■ Problem requirements ■
How many lines in the data below contain the string "rear", with case counting? Reply with the number alone.

[Coordinate annotation entries]
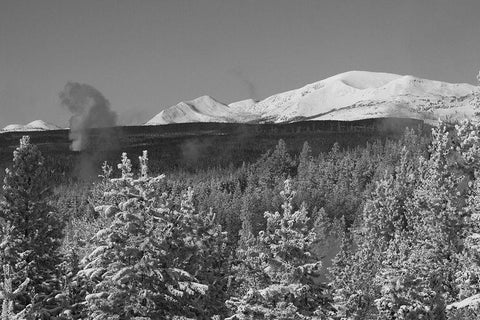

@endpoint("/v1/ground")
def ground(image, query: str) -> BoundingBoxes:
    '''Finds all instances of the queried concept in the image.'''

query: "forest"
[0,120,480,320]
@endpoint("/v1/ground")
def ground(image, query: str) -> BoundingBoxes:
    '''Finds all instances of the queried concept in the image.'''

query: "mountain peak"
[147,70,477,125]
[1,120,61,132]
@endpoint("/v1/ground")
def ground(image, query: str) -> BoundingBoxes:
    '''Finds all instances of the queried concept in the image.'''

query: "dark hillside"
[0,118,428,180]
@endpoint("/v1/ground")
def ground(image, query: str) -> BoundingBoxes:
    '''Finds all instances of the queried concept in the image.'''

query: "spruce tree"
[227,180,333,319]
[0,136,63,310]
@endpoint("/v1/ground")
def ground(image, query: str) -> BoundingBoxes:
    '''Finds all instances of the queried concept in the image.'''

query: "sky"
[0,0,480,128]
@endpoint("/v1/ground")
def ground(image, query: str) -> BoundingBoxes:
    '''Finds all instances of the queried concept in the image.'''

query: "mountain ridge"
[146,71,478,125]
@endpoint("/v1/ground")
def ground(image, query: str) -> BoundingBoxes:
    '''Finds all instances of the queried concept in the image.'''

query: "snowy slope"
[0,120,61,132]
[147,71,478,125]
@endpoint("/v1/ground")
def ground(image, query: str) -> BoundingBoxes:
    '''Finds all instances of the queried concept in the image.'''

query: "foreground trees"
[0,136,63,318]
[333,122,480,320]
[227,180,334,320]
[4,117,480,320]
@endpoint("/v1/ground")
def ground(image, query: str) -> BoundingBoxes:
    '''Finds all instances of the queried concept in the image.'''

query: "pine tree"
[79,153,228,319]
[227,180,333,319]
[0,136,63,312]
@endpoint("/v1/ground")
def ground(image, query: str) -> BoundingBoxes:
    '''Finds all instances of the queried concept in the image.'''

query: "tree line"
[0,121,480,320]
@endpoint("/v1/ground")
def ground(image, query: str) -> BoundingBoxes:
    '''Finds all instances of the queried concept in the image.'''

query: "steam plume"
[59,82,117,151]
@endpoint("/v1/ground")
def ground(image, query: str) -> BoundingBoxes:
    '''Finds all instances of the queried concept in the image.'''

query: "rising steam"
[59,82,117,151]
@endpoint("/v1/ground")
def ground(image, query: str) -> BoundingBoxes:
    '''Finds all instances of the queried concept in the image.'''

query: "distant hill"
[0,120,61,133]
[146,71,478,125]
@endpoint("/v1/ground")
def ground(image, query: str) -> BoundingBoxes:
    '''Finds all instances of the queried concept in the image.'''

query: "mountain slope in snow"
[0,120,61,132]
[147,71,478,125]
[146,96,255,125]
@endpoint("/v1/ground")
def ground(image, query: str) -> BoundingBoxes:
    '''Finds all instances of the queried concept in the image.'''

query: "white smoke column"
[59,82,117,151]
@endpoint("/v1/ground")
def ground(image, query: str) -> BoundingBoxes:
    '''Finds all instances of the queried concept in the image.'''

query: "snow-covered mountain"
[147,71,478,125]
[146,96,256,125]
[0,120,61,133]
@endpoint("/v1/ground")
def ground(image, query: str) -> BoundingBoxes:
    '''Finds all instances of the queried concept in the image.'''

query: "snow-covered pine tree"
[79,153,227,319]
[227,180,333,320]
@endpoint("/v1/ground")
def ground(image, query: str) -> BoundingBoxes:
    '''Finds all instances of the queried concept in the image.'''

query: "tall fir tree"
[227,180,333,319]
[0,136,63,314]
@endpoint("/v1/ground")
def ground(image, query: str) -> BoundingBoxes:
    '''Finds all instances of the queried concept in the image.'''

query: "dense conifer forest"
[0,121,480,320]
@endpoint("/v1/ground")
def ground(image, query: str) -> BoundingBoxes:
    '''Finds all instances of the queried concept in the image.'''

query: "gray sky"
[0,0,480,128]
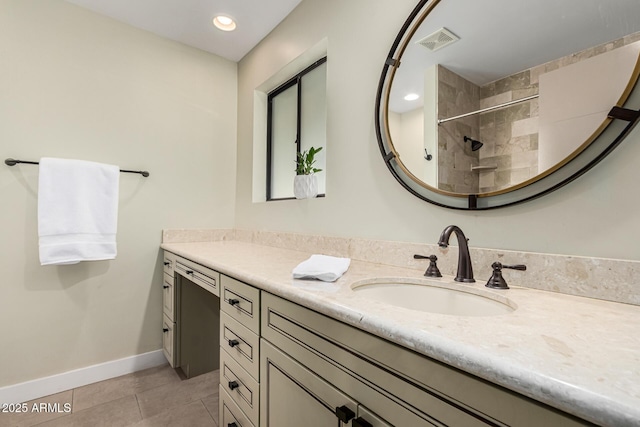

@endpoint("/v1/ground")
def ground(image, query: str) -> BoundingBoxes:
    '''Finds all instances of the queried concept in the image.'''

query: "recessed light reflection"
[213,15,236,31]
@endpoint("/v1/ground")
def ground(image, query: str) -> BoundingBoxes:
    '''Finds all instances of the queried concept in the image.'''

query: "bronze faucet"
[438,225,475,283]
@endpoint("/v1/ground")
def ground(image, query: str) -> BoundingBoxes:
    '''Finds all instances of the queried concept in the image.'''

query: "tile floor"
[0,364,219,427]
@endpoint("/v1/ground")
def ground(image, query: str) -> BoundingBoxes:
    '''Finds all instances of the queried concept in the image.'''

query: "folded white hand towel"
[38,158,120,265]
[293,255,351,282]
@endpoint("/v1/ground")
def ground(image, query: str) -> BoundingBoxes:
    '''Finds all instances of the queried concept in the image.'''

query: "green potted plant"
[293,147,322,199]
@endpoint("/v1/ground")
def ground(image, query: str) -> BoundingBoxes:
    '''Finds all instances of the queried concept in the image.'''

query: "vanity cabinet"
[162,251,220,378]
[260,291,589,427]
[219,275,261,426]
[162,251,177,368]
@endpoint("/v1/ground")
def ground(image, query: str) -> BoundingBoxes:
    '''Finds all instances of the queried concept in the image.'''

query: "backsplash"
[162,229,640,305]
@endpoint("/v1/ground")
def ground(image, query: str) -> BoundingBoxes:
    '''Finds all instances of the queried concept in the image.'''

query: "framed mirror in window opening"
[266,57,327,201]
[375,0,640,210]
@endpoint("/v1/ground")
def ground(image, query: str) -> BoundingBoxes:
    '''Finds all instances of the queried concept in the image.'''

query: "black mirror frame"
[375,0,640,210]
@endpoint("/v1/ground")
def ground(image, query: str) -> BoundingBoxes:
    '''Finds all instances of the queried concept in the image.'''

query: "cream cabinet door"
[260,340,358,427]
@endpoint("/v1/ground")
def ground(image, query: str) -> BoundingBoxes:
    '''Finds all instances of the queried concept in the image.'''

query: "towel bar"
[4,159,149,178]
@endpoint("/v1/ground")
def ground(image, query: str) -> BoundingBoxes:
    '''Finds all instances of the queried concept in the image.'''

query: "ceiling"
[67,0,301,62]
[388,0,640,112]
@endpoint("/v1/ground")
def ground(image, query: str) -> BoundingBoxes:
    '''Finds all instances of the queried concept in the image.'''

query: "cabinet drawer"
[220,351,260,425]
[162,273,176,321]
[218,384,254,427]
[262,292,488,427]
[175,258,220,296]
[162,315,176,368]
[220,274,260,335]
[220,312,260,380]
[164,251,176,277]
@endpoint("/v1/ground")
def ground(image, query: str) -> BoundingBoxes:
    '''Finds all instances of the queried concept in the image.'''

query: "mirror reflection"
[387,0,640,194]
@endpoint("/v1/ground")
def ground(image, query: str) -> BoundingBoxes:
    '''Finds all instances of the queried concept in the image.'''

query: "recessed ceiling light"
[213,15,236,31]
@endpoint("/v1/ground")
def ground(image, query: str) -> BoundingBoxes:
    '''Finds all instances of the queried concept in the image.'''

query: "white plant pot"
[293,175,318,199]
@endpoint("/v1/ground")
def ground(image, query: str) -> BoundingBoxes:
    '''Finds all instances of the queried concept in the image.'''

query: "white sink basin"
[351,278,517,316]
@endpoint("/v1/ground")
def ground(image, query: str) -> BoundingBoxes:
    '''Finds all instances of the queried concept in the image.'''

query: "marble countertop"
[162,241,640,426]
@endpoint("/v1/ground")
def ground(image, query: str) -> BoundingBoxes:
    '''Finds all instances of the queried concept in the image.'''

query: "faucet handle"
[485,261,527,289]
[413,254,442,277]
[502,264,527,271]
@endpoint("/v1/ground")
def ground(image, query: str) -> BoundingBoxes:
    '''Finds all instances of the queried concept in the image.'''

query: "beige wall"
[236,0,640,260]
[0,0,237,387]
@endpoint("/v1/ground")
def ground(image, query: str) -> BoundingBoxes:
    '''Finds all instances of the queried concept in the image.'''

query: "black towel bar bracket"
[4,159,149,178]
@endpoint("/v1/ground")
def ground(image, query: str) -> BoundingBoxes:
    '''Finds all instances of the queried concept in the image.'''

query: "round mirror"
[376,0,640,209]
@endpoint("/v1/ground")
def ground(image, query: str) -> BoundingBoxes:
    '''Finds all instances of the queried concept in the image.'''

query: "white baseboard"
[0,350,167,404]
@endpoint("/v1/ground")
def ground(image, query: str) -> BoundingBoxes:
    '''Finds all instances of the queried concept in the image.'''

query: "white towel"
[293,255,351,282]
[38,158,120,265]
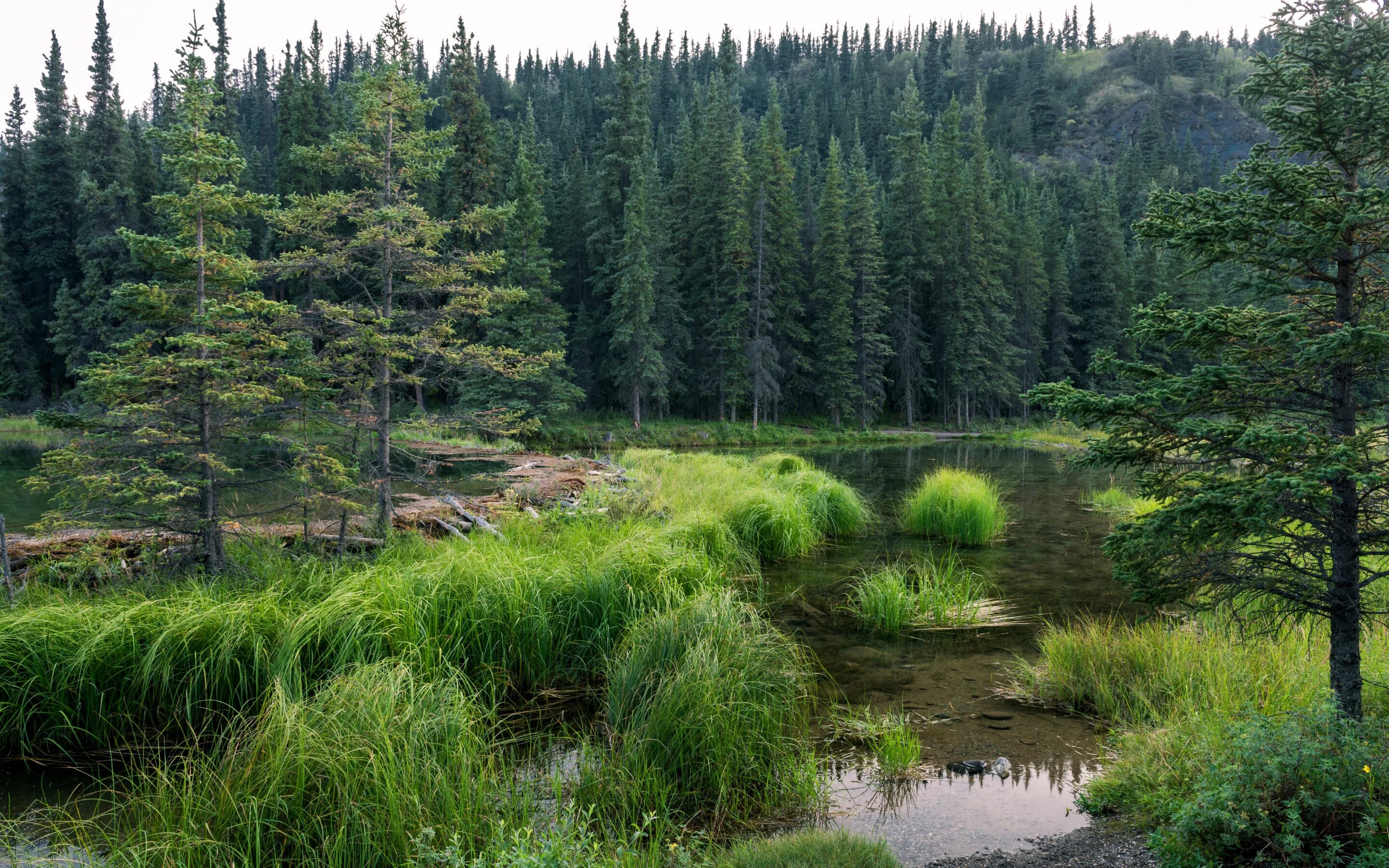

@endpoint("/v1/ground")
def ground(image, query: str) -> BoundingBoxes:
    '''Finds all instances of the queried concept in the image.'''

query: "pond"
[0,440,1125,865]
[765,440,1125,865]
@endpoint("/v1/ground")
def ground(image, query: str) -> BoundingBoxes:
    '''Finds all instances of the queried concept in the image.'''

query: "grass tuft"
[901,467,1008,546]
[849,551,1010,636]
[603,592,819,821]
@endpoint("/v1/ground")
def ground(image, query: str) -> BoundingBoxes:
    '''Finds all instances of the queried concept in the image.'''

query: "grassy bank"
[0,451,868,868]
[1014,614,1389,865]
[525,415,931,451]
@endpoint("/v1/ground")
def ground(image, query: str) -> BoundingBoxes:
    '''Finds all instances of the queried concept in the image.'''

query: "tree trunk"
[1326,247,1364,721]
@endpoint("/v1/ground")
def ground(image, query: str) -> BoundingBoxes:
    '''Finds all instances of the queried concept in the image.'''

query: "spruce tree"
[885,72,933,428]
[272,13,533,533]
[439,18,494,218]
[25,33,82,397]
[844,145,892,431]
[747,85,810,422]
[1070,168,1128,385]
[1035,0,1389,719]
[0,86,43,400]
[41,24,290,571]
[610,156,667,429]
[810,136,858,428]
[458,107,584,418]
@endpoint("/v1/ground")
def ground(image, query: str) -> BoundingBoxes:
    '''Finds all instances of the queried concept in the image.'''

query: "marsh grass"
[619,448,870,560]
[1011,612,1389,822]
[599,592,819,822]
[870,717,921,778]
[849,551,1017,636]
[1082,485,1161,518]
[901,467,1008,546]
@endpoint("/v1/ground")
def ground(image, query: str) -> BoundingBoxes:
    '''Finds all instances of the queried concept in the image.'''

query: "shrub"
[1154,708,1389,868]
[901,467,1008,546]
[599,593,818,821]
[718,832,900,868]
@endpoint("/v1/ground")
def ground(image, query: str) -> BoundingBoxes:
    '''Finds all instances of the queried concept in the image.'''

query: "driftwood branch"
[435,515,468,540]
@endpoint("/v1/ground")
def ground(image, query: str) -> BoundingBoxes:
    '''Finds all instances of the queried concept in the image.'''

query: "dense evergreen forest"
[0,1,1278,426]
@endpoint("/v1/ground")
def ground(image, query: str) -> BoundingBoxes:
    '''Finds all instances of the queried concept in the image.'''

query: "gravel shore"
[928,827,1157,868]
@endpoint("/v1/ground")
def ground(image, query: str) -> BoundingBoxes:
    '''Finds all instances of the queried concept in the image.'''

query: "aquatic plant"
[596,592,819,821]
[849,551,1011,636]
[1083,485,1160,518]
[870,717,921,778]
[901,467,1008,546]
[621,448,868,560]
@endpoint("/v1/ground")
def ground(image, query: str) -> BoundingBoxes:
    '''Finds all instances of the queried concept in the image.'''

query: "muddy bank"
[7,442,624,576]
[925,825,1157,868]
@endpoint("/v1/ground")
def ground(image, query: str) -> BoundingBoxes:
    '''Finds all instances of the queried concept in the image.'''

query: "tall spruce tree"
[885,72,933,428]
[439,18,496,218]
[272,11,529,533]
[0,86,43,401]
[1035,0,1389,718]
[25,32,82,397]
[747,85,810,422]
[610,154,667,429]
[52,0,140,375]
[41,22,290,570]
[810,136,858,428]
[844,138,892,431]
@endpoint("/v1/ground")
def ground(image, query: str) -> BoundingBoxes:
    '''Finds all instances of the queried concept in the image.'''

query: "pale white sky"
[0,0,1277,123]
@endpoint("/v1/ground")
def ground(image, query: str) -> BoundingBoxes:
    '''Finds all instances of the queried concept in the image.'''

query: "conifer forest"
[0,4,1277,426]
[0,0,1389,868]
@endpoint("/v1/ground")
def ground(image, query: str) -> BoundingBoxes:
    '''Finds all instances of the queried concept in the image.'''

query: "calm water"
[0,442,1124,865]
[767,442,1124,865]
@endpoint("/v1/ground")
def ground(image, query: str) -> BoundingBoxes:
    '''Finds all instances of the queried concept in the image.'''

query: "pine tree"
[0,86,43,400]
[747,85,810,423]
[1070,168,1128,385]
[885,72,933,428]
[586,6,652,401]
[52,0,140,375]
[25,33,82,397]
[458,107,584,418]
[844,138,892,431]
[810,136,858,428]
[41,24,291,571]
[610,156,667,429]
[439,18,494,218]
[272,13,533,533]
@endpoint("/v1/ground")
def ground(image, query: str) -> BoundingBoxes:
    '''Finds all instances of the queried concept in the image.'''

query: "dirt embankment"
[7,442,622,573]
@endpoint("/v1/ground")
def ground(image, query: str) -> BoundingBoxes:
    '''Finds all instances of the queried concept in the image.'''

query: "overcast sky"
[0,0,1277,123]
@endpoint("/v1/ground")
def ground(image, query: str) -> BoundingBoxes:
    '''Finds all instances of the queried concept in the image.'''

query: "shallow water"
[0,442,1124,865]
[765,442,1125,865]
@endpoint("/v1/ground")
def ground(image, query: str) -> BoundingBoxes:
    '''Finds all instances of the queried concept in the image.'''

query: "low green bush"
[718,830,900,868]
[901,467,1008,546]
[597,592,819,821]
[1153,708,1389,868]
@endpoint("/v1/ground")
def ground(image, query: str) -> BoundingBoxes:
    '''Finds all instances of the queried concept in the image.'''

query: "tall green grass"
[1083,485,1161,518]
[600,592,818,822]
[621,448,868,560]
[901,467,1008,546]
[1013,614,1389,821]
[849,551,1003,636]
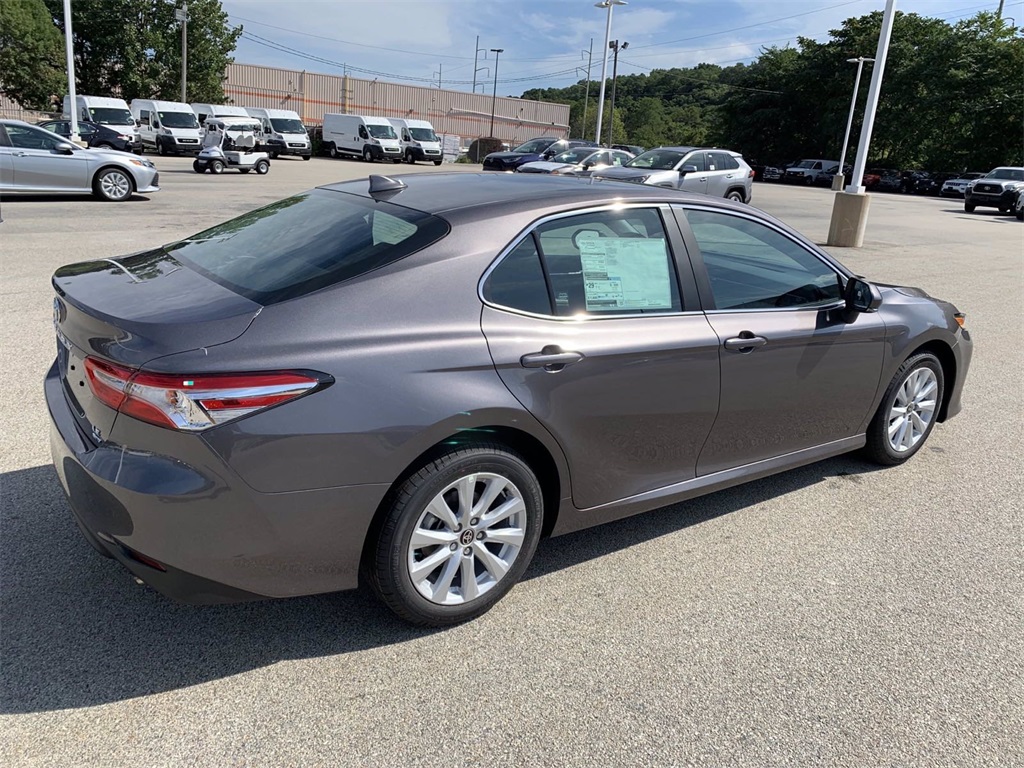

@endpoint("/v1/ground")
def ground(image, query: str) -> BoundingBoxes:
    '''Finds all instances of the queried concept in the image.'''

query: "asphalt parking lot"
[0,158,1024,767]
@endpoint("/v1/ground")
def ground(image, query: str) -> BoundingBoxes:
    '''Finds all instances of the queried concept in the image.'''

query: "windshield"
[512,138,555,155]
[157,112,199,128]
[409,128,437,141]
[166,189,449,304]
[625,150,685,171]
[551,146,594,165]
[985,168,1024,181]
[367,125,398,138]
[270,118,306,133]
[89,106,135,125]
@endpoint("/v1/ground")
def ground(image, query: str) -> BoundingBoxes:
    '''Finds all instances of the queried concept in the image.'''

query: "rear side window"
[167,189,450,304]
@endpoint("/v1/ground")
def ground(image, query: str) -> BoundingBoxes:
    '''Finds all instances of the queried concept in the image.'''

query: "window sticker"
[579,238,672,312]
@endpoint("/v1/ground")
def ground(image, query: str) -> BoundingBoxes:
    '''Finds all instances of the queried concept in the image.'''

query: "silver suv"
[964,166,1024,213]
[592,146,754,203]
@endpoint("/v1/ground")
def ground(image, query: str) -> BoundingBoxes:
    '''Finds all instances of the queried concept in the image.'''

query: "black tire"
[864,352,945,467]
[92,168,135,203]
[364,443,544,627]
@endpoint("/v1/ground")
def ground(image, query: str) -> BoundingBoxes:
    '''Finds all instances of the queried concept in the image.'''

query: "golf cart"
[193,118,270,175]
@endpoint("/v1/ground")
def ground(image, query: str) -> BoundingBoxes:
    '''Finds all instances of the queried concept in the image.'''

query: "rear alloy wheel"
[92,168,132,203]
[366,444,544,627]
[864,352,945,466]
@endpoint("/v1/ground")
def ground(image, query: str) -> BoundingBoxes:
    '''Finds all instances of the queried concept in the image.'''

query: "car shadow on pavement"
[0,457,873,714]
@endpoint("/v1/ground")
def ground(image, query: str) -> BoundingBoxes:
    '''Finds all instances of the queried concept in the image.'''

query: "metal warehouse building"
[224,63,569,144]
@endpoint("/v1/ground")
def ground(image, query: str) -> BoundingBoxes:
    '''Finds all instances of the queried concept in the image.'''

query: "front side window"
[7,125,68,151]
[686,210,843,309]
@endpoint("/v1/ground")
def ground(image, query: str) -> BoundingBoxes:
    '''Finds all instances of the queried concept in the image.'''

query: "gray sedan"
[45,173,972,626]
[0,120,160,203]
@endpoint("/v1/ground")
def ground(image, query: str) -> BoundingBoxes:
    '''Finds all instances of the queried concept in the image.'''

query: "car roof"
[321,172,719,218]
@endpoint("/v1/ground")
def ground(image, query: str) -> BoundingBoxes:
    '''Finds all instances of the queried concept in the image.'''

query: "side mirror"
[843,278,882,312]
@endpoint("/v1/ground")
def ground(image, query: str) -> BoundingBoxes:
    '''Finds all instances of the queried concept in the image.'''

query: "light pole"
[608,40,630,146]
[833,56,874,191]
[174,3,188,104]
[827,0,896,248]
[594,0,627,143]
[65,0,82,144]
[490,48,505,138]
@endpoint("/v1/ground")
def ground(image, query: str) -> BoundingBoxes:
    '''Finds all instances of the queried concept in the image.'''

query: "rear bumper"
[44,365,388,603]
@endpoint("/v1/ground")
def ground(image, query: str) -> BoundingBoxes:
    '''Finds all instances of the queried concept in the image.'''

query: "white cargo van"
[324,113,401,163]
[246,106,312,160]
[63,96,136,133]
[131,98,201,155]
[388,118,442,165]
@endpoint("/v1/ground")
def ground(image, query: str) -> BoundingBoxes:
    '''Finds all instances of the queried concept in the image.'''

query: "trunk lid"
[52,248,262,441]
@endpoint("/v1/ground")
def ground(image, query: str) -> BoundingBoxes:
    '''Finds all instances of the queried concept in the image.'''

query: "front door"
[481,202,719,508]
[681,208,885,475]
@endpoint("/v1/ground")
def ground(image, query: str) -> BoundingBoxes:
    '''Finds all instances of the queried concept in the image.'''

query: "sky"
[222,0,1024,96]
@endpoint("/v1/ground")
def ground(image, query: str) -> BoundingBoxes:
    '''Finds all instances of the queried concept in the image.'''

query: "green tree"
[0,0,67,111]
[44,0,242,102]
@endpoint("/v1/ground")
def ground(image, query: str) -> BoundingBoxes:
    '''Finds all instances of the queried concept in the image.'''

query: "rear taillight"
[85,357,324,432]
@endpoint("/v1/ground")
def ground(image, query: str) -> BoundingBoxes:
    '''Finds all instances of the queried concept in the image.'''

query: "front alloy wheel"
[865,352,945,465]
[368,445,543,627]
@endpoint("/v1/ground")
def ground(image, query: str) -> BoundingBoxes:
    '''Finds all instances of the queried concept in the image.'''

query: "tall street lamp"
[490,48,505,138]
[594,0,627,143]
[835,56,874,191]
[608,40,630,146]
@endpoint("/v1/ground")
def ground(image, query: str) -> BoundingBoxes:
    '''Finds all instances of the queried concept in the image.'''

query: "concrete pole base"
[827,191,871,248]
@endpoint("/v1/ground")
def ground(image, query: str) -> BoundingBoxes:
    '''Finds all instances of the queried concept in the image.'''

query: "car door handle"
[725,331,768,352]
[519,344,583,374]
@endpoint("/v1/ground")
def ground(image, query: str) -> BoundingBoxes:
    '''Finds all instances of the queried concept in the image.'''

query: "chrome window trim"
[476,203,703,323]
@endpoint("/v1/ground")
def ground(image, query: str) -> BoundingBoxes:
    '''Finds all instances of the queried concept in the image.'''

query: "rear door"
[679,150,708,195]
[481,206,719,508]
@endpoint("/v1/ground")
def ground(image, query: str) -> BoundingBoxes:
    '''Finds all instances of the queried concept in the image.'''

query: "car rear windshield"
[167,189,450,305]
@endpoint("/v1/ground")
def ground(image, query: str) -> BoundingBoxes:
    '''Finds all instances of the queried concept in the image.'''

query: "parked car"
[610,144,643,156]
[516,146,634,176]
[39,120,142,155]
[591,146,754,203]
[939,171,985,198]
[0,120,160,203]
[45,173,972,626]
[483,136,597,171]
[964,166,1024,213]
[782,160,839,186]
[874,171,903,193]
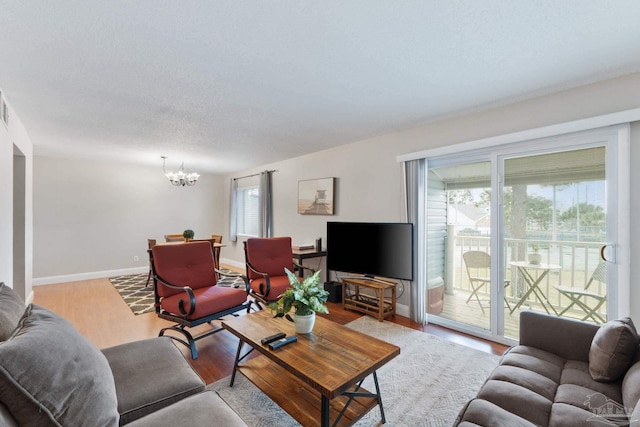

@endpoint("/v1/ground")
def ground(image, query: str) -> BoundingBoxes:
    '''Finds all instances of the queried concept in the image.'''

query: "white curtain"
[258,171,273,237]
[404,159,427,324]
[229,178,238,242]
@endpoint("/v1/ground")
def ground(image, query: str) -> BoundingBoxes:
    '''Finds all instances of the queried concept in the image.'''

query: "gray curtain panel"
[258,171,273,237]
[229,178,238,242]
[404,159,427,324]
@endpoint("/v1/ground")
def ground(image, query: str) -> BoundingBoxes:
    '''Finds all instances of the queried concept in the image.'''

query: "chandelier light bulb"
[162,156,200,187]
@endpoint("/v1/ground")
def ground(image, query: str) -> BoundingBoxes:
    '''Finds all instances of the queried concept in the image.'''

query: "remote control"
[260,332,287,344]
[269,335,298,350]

■ Full output ■
6